------ Supplied data ------

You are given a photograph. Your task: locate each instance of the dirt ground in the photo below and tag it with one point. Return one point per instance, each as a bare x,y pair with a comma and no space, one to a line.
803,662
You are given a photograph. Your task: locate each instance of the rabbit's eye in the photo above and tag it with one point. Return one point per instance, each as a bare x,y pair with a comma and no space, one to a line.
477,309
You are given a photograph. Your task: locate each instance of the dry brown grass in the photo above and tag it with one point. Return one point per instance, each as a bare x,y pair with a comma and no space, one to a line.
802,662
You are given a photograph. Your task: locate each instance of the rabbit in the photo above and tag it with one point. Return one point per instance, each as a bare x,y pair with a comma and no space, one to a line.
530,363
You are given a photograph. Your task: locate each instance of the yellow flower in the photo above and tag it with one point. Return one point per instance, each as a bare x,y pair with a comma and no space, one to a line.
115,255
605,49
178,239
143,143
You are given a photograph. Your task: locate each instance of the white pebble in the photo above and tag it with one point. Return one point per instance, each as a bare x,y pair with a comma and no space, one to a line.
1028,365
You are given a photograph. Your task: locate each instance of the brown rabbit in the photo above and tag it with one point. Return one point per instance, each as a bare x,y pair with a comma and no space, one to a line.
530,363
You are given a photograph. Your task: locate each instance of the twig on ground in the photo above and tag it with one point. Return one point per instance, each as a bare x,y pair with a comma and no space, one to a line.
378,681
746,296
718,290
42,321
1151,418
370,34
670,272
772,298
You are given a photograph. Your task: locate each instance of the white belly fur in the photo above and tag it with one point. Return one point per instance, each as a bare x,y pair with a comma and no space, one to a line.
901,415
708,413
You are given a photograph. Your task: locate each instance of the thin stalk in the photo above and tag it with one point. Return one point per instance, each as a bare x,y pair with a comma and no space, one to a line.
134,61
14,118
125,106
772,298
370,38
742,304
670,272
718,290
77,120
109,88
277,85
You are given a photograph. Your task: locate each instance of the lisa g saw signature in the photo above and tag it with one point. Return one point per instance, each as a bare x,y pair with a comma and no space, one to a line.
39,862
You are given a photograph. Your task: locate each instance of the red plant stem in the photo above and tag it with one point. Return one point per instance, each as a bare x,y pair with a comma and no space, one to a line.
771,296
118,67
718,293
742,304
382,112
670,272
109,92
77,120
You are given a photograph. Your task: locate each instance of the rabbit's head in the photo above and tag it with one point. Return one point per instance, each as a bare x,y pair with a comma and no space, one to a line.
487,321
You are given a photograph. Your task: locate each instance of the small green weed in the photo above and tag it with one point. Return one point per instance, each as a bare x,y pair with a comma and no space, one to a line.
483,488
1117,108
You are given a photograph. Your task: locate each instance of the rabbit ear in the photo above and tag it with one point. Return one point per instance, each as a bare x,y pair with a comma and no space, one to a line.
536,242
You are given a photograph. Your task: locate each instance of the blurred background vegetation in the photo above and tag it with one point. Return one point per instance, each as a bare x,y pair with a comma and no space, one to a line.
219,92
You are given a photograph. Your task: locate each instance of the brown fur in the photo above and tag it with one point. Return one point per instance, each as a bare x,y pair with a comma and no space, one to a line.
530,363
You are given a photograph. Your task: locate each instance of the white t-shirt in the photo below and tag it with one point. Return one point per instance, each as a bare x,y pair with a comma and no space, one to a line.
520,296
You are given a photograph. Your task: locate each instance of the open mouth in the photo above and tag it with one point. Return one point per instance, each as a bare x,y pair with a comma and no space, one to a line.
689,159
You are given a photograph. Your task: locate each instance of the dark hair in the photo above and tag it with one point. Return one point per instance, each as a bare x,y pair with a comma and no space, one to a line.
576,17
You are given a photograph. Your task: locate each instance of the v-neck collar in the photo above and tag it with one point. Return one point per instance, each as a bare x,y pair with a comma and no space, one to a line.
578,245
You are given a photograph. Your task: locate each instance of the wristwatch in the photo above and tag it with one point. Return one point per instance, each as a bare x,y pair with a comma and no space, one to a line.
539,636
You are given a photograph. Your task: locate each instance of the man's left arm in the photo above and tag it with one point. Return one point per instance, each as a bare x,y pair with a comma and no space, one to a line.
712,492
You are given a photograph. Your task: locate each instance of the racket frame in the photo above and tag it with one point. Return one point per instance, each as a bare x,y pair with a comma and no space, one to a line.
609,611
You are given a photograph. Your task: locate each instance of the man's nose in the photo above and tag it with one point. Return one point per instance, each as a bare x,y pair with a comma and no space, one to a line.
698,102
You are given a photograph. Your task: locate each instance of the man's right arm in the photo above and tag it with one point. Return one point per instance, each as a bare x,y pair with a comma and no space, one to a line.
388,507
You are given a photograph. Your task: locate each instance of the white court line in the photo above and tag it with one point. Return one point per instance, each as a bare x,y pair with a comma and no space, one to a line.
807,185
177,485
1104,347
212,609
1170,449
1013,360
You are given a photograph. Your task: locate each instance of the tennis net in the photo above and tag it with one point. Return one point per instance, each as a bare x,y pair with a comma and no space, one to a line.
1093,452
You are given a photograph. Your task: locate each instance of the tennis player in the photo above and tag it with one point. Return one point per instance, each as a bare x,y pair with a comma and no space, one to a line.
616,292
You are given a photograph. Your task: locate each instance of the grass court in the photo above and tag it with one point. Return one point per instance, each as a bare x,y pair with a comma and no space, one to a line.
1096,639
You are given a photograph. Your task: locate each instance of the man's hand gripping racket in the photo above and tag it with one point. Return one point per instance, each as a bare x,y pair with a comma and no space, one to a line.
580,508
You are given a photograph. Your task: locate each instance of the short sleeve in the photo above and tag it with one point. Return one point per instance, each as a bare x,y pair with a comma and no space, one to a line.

------

Exercise objective: The entries above must be retyped exactly, down to the last character.

Task solution:
You are given a photograph. Your task: locate each instance of the dirt ground in the photo below and tag it with one point. Return one point per instance, each as a bare x,y pair with a comma and no space, one to a line.
803,662
You are given a photograph. Your task: locate each instance of the rabbit's eye in the photo above and tag it with one point. Return one point per instance, each as a bare x,y pair with a comma and no space, one to a line.
477,309
You are given a photograph. Your task: locate each instance of the dry brown grass in the photo above and tag it with one point. Return one point per instance, each as a bare x,y pair with a comma and no space, one to a line.
802,662
You are given a photograph. Your task: locate each instance of the rabbit in the photo above and tag it with one point. Return one point per instance, each as a bare x,y pair with a comma and no space, one to a line.
530,363
You are given a photograph. Your task: locate each instance of the yellow flower in the photo above and tag it with one point. Return one point per instance, each as a bare x,y pair with a comma and no space, one to a line.
115,255
605,49
178,239
143,143
You are given a photograph. Your task: locate each instance of the white pebble in the photo above and tag it with one point. Return one point per instance, each as a bare x,y pair with a comma and no space, one to a line.
1028,365
You are given a photograph. Your task: locate each instance of the brown rabbit in the photo above and tag it with one point. Return one point per instance, each as a bare x,y pair with a comma and no space, one to a line.
530,363
You are given a photograph. Your task: locate each instance of the twig on ground in the photo above and tag it with one point. Return one point per instance, each as a bare x,y pair with a comma and no space, one to a line.
378,681
746,296
718,290
42,321
1151,418
370,34
670,272
772,298
You are given a photograph. Your task: locate each instance of the white belly fur in the photo above and tag it with one point. Return one point per instance, each as a bare x,y pair with a comma and no space, one to a line.
901,415
708,413
You are given a photograph. Your task: locate each instance of the thin stalk in the photo above and tag it with one point. Return one point per instance, each as a bare x,y pair with a comma and no space, one to a line.
134,61
14,118
125,106
772,298
370,38
742,304
670,272
718,290
77,120
109,88
277,85
You are given a photograph. Your task: locate each instance of the lisa g saw signature in the photo above and tag it with one point. Return one point per instance, each as a bare x,y pair with a comma and no space, one to a line.
39,862
You are given a photograph. Your task: locate each instance of the red plant stem in the photo above and tag it with one point. Return one point per instance, each as a bare x,y pair with a comma and no space, one to a line.
771,296
118,67
718,293
742,304
382,112
670,272
109,92
77,120
You are given a photograph. Your task: locate each instance of the rabbit's head in the photo above and tag it with one point. Return one point per instance, each as a bare x,y pair with a comma and no space, one to a line.
487,321
You are given a photograph. Your task: locate each instance of the small green weed in the photo above and tag it with one point. Return one point per instance, each as a bare x,y pair with a comma and no space, one to a line.
483,488
1117,108
You are given a photograph. Your task: locate each instance of the rabbit ear in the photo above and tag it with one point. Return one point per instance, each as a bare x,y pair with a comma and no space, one to a line.
536,242
You are given a photograph. Your task: locate each instance of the blurred background vegetation in the photo above and tag it with one point. Return one point per instance, each as a bare x,y pair with a comma and no space, one to a line.
219,92
You are given a photograph. Your task: locate each instance of the brown fur in the photo above and tag it with one point. Return one point per instance, each as a bare x,y pair with a comma and no space, one to a line.
530,363
You are given a photograph. Your task: locate each instance of the white t-shirt in the photo below and tag it with one point. Return one point per instance, each as a bare x,y pair with a comma and no space, one to a line.
520,296
You are given a photograph. Your task: locate each instance of the open mouth in the photo above and tag it with one point. Return one point per instance, each as a bare x,y pair with a comma and no space, one to a line.
689,159
You are given a photograph. Your task: locate each instance of the dark hair in the photo above and tag it with one point. Return one point per instance, each as a bare x,y pair with a comma and no space, one to a line.
576,17
You are given a photograph. Your task: locate each instance of the v-neck collar in the photo above and tag it with one point. Return one point per instance, each as a bare x,y pair with a comma and no space, one to a line.
578,245
You are given a photograph. Your task: locate each instance of the wristwatch in the photo above and tag it with one point. Return one point per instance, each as a bare x,y pair with a comma and no space, one to a line.
539,636
You are given a photograph. Your task: locate each instance of the man's left arm in the photo above and tag it with one point. Return one point per instance, each as a bare x,y pair with a comma and no space, one to a line.
712,492
You are given a photograph. Your task: locate each instance of the racket frame in the photo above and tag it with one point. Return one point per instance, each as a bare x,y pair with a comma and no space, one to a line.
609,611
You are given a photograph. Your task: locate each instance of the man's nose in the photo above and tag it with one point. Return one point per instance, each as a bare x,y pair with a comma and no space, one to a line.
698,102
You are given a photograph. Your task: locate each instance of the man's right arm in the photo above and tag it with one point. Return one point per instance, each as a bare x,y pair with a comma and no space, one to a line.
388,507
You are given a photograph. Your task: locate each instance of the white court line in the photo above and tag it with one point. Return one point per instance, each as a bare x,y pair with a comma and no space, one to a line.
807,185
177,485
1104,347
212,609
1170,449
1013,360
You are given a photograph. Your task: locate each instance of the tennis net in the photo above and tag it with one point. Return one point per instance, each as a bare x,y pair with a comma and no space, one to a line.
1093,452
You are given a photograph. Your task: locate each instance of the tennis player in the photo above and tag it with one point. Return one point per instance, each as a bare x,y pair with a comma and no space, one to a line.
616,292
You are given a photograph. Your task: locate each instance of the grass court in the photo above and tag it with one point. Return one point per instance, each as a bare x,y pair with a comma and no space, one to a line.
1096,639
You are given a photograph. Your task: locate each instance of the man's hand gripping racket in the photo above and tag it with one point. Return one point per instance, each as a bare x,y pair with a comma and no space, one to a line.
580,508
You are given a photograph. Your task: locate each instance of the short sleeve in the photo above and tag it with one point. Return one point per instance, each as a bare x,y pair with a comma and no space, one to a line.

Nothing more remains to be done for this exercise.